Estratto del testo:
===

Intervista a Il Fatto. Suo figlio morì andando a sbattere contro un guardrail in manutenzione. In primo grado i giudici condannarono la ditta e il Comune, poi la prescrizione ha ripulito tutto

Il Fatto Quotidiano intervista Giovanni Galli, ex storico portiere della Fiorentina e della Nazionale. Nel febbraio 2001 ha perso suo figlio Niccolò, all’epoca 17enne. Era una giovane promessa del calcio anche lui. Aveva fatto le giovanili nel Torino, vinto il campionato Under 17 nell’Arsenal e poi era tornato in Italia, a Bologna. Proprio tornando dall’allenamento, sotto la pioggia, Niccolò perse il controllo del motorino e andò a sbattere contro un guardrail in manutenzione. C’era un tubo di acciaio senza protezione. I soccorsi furono inutili.
In primo grado, nel 2017, i giudici ritennero che non fosse stato solo un incidente. Condannarono per omicidio colposo il funzionario della ditta di costruzione che si era occupata della manutenzione del guardrail. La pena fu di un anno e quattro mesi. I funzionari dell’ufficio manutenzione del Comune, invece, ebbero 11 mesi uno e sei mesi e mezzo l’altro. Ma il reato finì in prescrizione prima dell’appello.
Oggi Galli confessa di non essere mai andato ad una udienza del processo.
“Perché non cercavo niente di più, mio figlio non me lo restituirà più nessuno. Però almeno pretenderei giustizia. E invece è stato tutto prescritto. Ma di una cosa sono certo: chi è stato condannato in primo grado e chi ha permesso che si potesse arrivare alla prescrizione ne risponderà davanti alla propria coscienza per tutta la vita. Chi è colpevole e chi ha cercato di ottenere la prescrizione a ogni costo, ogni volta che passerà da quella strada maledetta dove è morto mio figlio, si sentirà in grossa difficoltà, per non usare altre parole…”.
Galli ritiene inammissibile che un omicidio vada in prescrizione. Non è da Paese civile.
“Se uno è colpevole, la prescrizione non deve valere”.
Se tutto è andato come ricostruito dai giudici, qualcuno avrebbe dovuto pagare, continua.

===

Dati forniti:

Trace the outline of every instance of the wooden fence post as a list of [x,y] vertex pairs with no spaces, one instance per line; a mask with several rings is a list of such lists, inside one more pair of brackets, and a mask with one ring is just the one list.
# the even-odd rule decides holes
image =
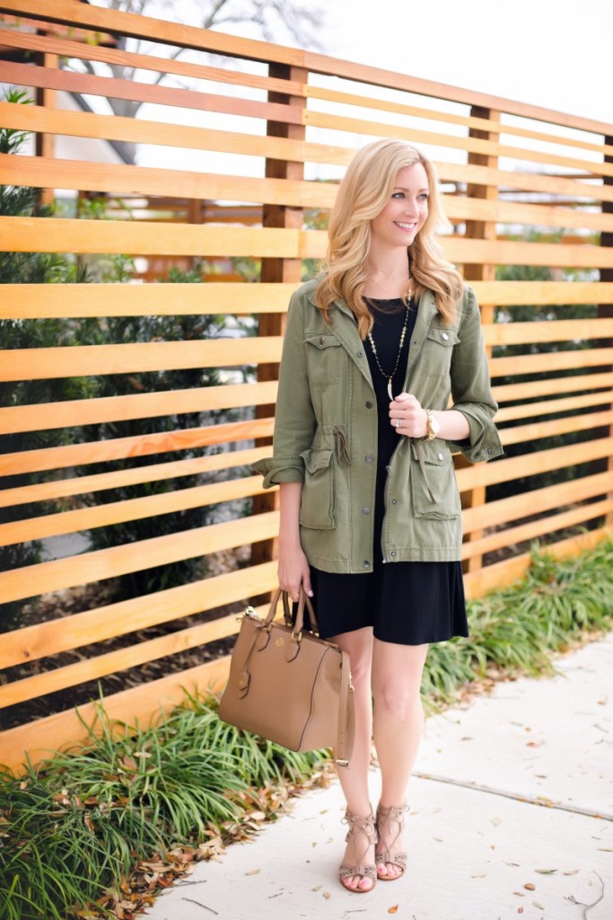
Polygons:
[[[269,75],[281,80],[292,80],[306,84],[308,71],[301,67],[292,67],[288,64],[271,63]],[[268,101],[282,105],[304,109],[306,100],[302,96],[290,96],[284,93],[269,92]],[[289,124],[287,121],[268,121],[267,133],[272,137],[288,137],[292,140],[303,141],[305,128],[302,124]],[[304,178],[304,163],[298,160],[278,160],[267,158],[267,178],[286,178],[301,180]],[[301,230],[304,219],[302,208],[288,207],[278,204],[265,204],[262,223],[265,227],[285,227],[287,229]],[[302,261],[301,259],[263,259],[262,282],[295,282],[296,286],[301,281]],[[279,336],[285,329],[286,315],[279,313],[265,313],[259,317],[260,336]],[[278,380],[278,364],[259,364],[257,368],[258,381]],[[275,406],[257,406],[256,419],[267,419],[275,414]],[[262,438],[255,442],[256,445],[271,443],[270,438]],[[254,514],[274,511],[278,508],[278,492],[256,495],[253,500]],[[268,562],[277,555],[277,540],[264,540],[254,544],[251,549],[252,565]]]
[[[606,146],[613,146],[613,135],[605,135],[604,138]],[[613,156],[605,154],[605,163],[613,163]],[[604,176],[603,177],[604,185],[607,188],[613,188],[613,176]],[[604,214],[613,214],[613,201],[603,201],[602,202],[602,213]],[[613,233],[610,231],[603,231],[600,235],[600,245],[607,247],[613,247]],[[601,282],[613,282],[613,269],[601,269],[600,270],[600,281]],[[609,318],[613,316],[613,304],[598,304],[598,316],[603,318]],[[610,339],[601,343],[604,347],[610,348],[613,344]],[[613,406],[611,407],[613,408]],[[606,434],[605,434],[606,436]],[[609,426],[608,436],[613,437],[613,425]],[[613,473],[613,456],[609,456],[607,461],[607,470],[609,473]],[[613,498],[613,492],[609,492],[607,495],[607,499]],[[605,523],[607,527],[613,526],[613,514],[609,513],[605,518]]]
[[[500,122],[500,112],[494,111],[491,109],[482,109],[480,106],[472,106],[471,109],[471,116],[472,118],[487,119],[490,121]],[[479,138],[485,141],[493,141],[494,143],[499,142],[500,135],[497,132],[482,131],[476,128],[471,128],[469,132],[470,137]],[[488,167],[490,168],[497,168],[498,167],[498,157],[497,155],[490,155],[489,154],[475,154],[469,151],[468,161],[470,165]],[[476,185],[468,184],[466,190],[468,198],[481,198],[485,201],[496,201],[498,198],[498,187],[495,185]],[[496,238],[496,223],[495,221],[467,221],[466,222],[466,236],[469,239],[491,239],[495,240]],[[468,263],[463,267],[464,278],[467,282],[493,282],[496,278],[496,267],[494,264],[477,264],[477,263]],[[493,304],[480,304],[481,307],[481,317],[483,325],[489,325],[494,322],[494,305]],[[487,349],[488,357],[492,355],[492,348]],[[459,466],[461,466],[464,461],[460,458]],[[477,505],[485,504],[485,487],[476,486],[468,492],[464,492],[462,495],[462,507],[463,508],[475,508]],[[467,540],[478,540],[482,536],[482,531],[473,531],[469,534],[466,537]],[[464,569],[468,572],[475,571],[481,569],[482,566],[483,558],[481,555],[471,556],[464,563]]]
[[[46,32],[40,32],[46,35]],[[50,54],[49,52],[42,52],[37,55],[38,63],[41,67],[57,69],[60,65],[60,59],[57,54]],[[57,90],[47,87],[39,87],[35,93],[37,106],[45,109],[56,109]],[[55,156],[55,135],[47,132],[37,132],[36,133],[36,155],[52,158]],[[54,189],[40,189],[39,193],[39,204],[52,204],[55,197]]]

===

Consegna 1:
Nell'articolo su Giovanni Galli, quale pena ricevette in primo grado il funzionario della ditta di costruzione?
Consegna 2:
Estendi l'articolo su Giovanni Galli, riprendendo subito dopo la sua ultima frase.
Le righe sono materiale a sé, separato dall'articolo su Giovanni Galli.

Risposta 1:
Un anno e quattro mesi per omicidio colposo.

Risposta 2:
“Prima dell’incidente di mio figlio c’erano già due denunce di cittadini della zona secondo cui quel guardrail era pericoloso. Poi abbiamo visto com’è andata a finire. Nessuno ha mai pagato. No. Non è possibile che per l’omicidio colposo un processo possa andare in prescrizione. Ci sono casi e casi, ma questo è un reato molto grave”.
Il fatto è, spiega, che a volte si fa apposta per dilatare i tempi del processo per arrivare alla prescrizione.
“C’è chi non aspetta altro che la prescrizione per evitare ogni responsabilità: così gli imputati la fanno franca senza dover rendere conto a nessuno. Gli avvocati spesso usano strategie dilatorie. Per esempio, se un imputato presenta un certificato medico il giudice non può rinviare l’udienza di quattro mesi, non ci vogliono quattro mesi per guarire da un’influenza. Lo stesso succede quando non c’è un giudice, un avvocato e così via: e si dilata un processo fino a due anni”.
E’ accaduto così anche nel caso di suo figlio.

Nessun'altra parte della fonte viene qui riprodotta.